[[ Records to process open ]]

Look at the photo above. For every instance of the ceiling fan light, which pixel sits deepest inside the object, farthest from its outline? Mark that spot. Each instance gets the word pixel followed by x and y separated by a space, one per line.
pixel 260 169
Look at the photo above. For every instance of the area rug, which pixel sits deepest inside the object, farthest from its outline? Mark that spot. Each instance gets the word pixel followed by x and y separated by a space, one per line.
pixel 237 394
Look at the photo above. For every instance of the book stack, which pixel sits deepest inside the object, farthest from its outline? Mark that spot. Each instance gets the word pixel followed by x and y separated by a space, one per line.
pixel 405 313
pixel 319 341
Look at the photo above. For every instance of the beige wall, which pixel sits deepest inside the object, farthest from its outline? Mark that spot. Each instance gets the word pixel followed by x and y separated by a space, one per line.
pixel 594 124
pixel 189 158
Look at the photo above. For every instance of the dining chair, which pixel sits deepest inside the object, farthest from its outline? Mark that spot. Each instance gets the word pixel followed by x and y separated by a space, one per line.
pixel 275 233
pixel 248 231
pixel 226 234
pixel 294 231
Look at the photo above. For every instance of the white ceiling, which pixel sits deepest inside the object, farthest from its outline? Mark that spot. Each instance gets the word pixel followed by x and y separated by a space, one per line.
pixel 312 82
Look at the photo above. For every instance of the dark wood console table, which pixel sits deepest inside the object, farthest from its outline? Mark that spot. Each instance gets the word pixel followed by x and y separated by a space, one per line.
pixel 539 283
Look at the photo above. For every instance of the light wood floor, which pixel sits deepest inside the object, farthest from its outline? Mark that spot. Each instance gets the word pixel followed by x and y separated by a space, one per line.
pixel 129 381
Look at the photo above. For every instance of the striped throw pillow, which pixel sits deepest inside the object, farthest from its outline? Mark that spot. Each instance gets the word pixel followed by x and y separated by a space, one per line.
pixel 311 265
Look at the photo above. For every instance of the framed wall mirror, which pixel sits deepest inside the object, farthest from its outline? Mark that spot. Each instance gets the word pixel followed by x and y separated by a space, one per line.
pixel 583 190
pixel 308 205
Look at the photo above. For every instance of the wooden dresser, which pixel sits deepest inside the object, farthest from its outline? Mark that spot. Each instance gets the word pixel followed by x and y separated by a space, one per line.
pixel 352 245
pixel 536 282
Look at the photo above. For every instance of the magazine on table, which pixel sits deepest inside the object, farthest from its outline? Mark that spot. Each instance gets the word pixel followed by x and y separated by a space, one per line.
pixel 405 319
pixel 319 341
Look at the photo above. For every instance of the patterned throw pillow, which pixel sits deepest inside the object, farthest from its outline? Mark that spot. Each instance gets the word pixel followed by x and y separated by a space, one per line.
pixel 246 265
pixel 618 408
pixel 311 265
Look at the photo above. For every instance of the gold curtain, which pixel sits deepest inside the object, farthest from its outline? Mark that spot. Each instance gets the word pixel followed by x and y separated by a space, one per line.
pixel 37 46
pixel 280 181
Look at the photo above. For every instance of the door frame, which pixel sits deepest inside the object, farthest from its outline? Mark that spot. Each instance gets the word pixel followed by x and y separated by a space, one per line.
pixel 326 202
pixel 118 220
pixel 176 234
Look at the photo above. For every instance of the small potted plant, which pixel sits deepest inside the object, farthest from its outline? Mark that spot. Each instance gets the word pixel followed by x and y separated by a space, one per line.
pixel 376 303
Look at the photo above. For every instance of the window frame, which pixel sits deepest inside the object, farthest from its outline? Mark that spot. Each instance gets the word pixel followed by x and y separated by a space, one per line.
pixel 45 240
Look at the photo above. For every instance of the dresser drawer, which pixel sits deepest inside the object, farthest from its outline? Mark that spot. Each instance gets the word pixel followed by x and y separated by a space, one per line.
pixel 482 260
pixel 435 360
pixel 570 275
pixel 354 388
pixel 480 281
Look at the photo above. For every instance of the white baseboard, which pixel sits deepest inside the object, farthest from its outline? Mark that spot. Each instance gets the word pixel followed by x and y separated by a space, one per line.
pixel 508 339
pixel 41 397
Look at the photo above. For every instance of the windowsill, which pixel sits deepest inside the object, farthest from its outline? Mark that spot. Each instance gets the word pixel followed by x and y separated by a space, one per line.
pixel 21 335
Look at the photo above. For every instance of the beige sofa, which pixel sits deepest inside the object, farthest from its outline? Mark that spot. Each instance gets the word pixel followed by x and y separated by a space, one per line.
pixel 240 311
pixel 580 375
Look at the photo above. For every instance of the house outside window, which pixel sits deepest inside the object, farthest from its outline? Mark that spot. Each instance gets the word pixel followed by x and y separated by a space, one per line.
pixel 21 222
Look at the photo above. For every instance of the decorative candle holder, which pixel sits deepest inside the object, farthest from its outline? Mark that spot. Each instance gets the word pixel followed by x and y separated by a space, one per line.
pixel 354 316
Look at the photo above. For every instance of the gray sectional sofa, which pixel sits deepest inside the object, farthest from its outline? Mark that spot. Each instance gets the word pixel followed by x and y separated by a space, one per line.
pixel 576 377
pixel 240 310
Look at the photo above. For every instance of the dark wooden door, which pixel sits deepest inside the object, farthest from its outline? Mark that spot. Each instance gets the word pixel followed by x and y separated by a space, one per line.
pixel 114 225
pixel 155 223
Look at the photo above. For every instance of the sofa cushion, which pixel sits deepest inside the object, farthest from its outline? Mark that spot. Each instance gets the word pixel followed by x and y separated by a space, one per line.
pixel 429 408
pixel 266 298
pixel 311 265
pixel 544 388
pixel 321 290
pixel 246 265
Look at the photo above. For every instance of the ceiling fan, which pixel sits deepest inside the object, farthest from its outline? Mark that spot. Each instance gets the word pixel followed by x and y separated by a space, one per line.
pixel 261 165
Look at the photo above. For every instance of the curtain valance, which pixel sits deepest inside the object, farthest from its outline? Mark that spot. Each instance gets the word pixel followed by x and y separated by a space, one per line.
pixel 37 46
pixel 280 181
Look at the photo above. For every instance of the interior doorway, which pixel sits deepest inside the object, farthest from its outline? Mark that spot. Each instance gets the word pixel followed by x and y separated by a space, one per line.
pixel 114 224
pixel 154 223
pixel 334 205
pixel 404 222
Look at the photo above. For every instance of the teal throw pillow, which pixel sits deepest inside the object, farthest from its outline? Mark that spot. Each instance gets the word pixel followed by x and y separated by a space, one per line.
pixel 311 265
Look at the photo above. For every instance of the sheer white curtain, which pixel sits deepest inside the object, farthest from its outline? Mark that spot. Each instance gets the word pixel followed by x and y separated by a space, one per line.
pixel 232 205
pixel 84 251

[[ Records to process closed ]]

* **Exercise**:
Return a faithful copy of all the records above.

* **Exercise answer**:
Look at the photo above. For every instance of the ceiling fan light, which pixel sits deepest inside the object, farthest from its outline? Mark that spot. Each instance gets the word pixel followed by x and y separated by a space, one per line.
pixel 260 169
Look at the photo above. For every instance of the area rug, which pixel sits deepest inside the object, farthest from its outline? Mark that spot. Each instance gets the word pixel followed by x and y separated by a space, one per line.
pixel 237 394
Look at the photo above. For every instance of the book stack, which pixel sits deepest inside the object, farthest from its outline? Mark that spot. Each instance gets the word pixel followed by x and y separated by a space, one per line.
pixel 405 313
pixel 319 341
Look at the photo above. For every instance of the beige wall, which pixel sits deepest inside the object, farthest from its outline? Mark that spot. Each instance gets the word pixel followed by x and y separated by a space, one per line.
pixel 594 124
pixel 189 158
Look at the photo above. For every instance of the dining chair, which pixel sits deepest inside the object, farthest from its outline? Mark that spot. Each instance gets the word pixel followed by x and y separated by a space, one per line.
pixel 275 233
pixel 248 231
pixel 226 234
pixel 294 231
Look at the photo above. For every instance of the white ceiling, which pixel sits deepest inside the object, farthest from its outline? Mark that spot. Each instance gets the word pixel followed by x and y separated by a space, one per line.
pixel 312 82
Look at the photo above. For every instance of the dark wood console table, which pixel sits deepest inside the object, farthest from its outline? Mark that spot. Each instance gets the word pixel followed by x and y separated by a space, one per line.
pixel 539 283
Look at the photo above. For every instance of the light wood floor, which pixel sits deepest inside the object, farthest from its outline? Mark that spot. Each instance gets the word pixel followed by x and y separated by a space, one per line.
pixel 129 381
Look at the photo above. For every instance of the striped throw pillow, which pixel sits deepest inside the object, farthest from its outline? Mark that spot. Each instance gets the word pixel followed by x and y separated by a space, one per line.
pixel 311 265
Look at the photo above. For every instance of the framed wall mirror, which pixel sits deepest inside the object, farthest from its outline? Mark that spot. Each instance gets the word pixel followed by x and y separated by a space, one per line.
pixel 583 190
pixel 308 205
Look at the photo above. For every instance of the wooden dresser, which pixel sits deepest inside the object, farthest from its outline? Mark that spot. Each instance gets the word pixel followed by x and y separated by a space, one per line.
pixel 352 245
pixel 536 282
Look at the photo above. For every instance of the magazine on table, which pixel sits deepest inside the object, farthest from its outline? Mark that spot. Each instance gets the word pixel followed by x and y separated by a space, one per line.
pixel 405 319
pixel 319 341
Look at the photo above. For every instance of the patterned throw pillow, which pixel sits deepest inside the object, farthest from its outline? Mark that spot. Each instance gets the word pixel followed by x and y separated by a space, one per line.
pixel 246 265
pixel 618 408
pixel 311 265
Look at the photo above. For every instance of the gold curtain, which pixel sits deepest inside the object, farthest from its outline? Mark that spot. Each instance gets the word pixel followed by x and y separated by a space, one per line.
pixel 37 46
pixel 280 181
Look at the photo above. For every instance of the door frame, which pixel sits deepest inside the object, farthest from its outline? Mark that spot. Each instance gets the word pixel followed by x and y separated by a space, one per line.
pixel 326 202
pixel 118 220
pixel 176 234
Look at the photo above. For every instance of the small potted plant, which pixel sits deepest inside the object, farthest from its outline? Mark that spot. Each instance gets the word pixel followed by x and y separated by a space, one per line.
pixel 376 303
Look at the photo above. For every instance of the window frame, which pixel sits deepest inside the object, farthest from its outline? Mark that spot. Each instance gets the word pixel followed by x and y separated by a space, one per line.
pixel 45 240
Look at the photo above. For every instance of the dresser drawer, which pixel sits deepest inside the object, farthest from its outline? Mark that spot. Each instance gets the word pixel followed by x and y separated by a space, one per line.
pixel 482 260
pixel 435 360
pixel 570 275
pixel 354 388
pixel 480 281
Look at the photo above. For every instance of the white baseboard, which pixel sits deepest inside the object, farthest from its outline? Mark that spot. Each instance gets the word pixel followed by x and y separated by a space, one per line.
pixel 508 339
pixel 41 397
Look at the photo above. For every instance of the windowsill, which pixel sits deepest inside the object, farthest from its outline? Mark that spot. Each instance gets the word pixel followed by x and y separated by a space, one per line.
pixel 21 335
Look at the photo above. For every instance of the beige sofa, which pixel sits deepest inside the object, farthest from its outline? Mark that spot. Each instance gets the word pixel followed by x and y separated by a space, one per line.
pixel 240 311
pixel 580 375
Look at the photo above. For every instance of the house outside window, which pixel sits deepest inside the object, farthest from its outline? Mark that spot. Each instance gets the word pixel followed by x and y separated by a space, one per line.
pixel 21 222
Look at the photo above. For every instance of the decorative candle holder, which pixel sits deepest inside the object, farthest from its outline? Mark that spot. Each instance gets the word pixel followed by x and y separated by a space, one per line.
pixel 354 316
Look at the photo above. For every instance of the gray sectional sofa, which pixel sits deepest inside the object, farthest from its outline? Mark that spot. Each instance gets the word pixel followed by x and y separated by a space, one per line.
pixel 576 377
pixel 240 310
Look at the photo above. For every instance of the dark wooden door, which pixel sits deepest inside the object, farthest from its outline? Mark that spot. Each instance gets the word pixel followed by x and y separated by a space, one per line.
pixel 114 225
pixel 155 223
Look at the photo above. For every instance of the sofa cushion, which pixel sits deepest inside the object, farthest from its outline? Mark that spot. Each instance gets the word pixel followed by x and y separated by a space, one per line.
pixel 429 408
pixel 266 298
pixel 311 265
pixel 544 388
pixel 321 290
pixel 246 265
Look at the photo above. For every instance of the ceiling fan, which pixel sits deepest inside the object, farthest from its outline? Mark that spot. Each instance gets the word pixel followed by x and y separated by a space, one per line.
pixel 261 165
Look at the photo above. For every instance of the curtain valance, which pixel sits deepest inside the object, farthest from its outline? Mark that spot. Each instance gets the word pixel followed by x and y separated by a space, one per line.
pixel 37 46
pixel 280 181
Look at the photo above. For every instance of the interior doorway, which pixel sits deepest inside the object, farthest from its outline? Mark that spot. Each instance gets the word pixel followed by x and y separated by a space, one per line.
pixel 114 224
pixel 154 223
pixel 334 205
pixel 404 222
Look at the photo above. For every instance of the teal throw pillow, which pixel sits deepest inside the object, farthest from its outline? Mark that spot. Each instance gets the word pixel followed by x and y separated by a space, one per line.
pixel 311 265
Look at the photo above. For every instance of the sheer white curtain, which pixel sits deepest inside the object, farthest from its outline? Mark that spot. Each instance gets the word pixel followed by x and y separated by a space, one per line.
pixel 232 205
pixel 84 251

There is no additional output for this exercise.